* [Brano di testo]
────

Quando si parla del contenuto umanistico della politica, dei bisogni non immediatamente legati agli interessi economici, delle "domande di senso" che la gente rivolge ai politici, di solito un liberale risponde: no lasciamo fuori questi problemi, non sono attinenti. Lei pensa che questi temi debbano o no influenzare la costruzione di un discorso un politico per i nostri tempi?

Difficilmente ha senso che questi discorsi facciano parte delle azioni legislative o regolatorie di uno Stato anche se questa stessa affermazione va presa con un certo relativismo perché è direttamente legata all’altra questione: si può legiferare su temi che investano l’etica, la morale individuale e collettiva? La risposta di un liberale è tendenzialmente no, anche se deve ammettere che entro certi limiti è così, e gli esempi vengono da sè in un modo o nell’altro: tu l’interruzione della gravidanza la regoli. Un liberale preferirà certi modi a certi altri ma non potrà negare che comunque questa stessa materia rientra nell’ambito della regolazione. Detto questo, però, va anche aggiunto che non c’è affatto coincidenza tra azioni di governo e giurisdizione della politica.

 

È una differenza di cui non si parla spesso. Eppure sembra che essa conti.

────

Dati tratti da un dataset
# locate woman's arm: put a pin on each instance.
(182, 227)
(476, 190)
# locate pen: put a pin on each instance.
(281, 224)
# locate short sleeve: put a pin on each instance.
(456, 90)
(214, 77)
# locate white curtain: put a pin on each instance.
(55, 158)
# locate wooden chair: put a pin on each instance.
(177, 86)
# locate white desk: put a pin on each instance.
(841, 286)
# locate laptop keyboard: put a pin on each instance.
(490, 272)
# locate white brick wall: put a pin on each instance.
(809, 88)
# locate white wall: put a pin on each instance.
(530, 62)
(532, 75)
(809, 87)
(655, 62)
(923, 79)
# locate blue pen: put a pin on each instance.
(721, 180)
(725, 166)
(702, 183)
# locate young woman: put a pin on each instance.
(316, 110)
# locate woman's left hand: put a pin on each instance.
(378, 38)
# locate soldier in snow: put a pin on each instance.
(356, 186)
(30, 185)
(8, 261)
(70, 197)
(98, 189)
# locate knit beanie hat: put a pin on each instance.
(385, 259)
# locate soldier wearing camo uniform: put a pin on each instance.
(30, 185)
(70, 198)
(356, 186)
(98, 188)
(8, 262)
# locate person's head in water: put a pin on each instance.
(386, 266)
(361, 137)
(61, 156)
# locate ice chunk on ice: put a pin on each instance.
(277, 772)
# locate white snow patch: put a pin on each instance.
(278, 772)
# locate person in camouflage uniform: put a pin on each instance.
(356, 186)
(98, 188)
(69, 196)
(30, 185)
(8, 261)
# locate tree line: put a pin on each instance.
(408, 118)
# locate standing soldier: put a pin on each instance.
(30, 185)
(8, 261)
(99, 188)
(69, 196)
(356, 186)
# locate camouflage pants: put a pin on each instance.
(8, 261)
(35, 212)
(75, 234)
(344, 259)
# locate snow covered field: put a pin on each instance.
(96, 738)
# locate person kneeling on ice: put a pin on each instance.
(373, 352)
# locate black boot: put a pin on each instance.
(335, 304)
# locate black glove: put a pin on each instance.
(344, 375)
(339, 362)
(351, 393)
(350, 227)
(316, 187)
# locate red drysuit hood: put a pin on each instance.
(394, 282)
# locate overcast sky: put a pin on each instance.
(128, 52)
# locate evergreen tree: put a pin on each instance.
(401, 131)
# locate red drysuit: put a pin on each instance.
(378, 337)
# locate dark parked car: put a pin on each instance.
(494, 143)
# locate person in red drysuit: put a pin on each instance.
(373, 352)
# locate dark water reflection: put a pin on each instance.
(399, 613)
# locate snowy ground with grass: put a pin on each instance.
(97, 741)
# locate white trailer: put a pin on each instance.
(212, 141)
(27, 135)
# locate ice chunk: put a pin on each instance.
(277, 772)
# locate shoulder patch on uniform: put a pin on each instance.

────

* [Esercizio A]
Cita testualmente dal brano sul liberalismo il passaggio che va da "Difficilmente ha senso" fino a "che essa conti." compreso.
* [Esercizio B]
Nel brano sul liberalismo, tra quali due cose si afferma che non c'è affatto coincidenza?

* [Risposta A]
Difficilmente ha senso che questi discorsi facciano parte delle azioni legislative o regolatorie di uno Stato anche se questa stessa affermazione va presa con un certo relativismo perché è direttamente legata all’altra questione: si può legiferare su temi che investano l’etica, la morale individuale e collettiva? La risposta di un liberale è tendenzialmente no, anche se deve ammettere che entro certi limiti è così, e gli esempi vengono da sè in un modo o nell’altro: tu l’interruzione della gravidanza la regoli. Un liberale preferirà certi modi a certi altri ma non potrà negare che comunque questa stessa materia rientra nell’ambito della regolazione. Detto questo, però, va anche aggiunto che non c’è affatto coincidenza tra azioni di governo e giurisdizione della politica.

 

È una differenza di cui non si parla spesso. Eppure sembra che essa conti.

* [Risposta B]
Tra le azioni di governo e la giurisdizione della politica.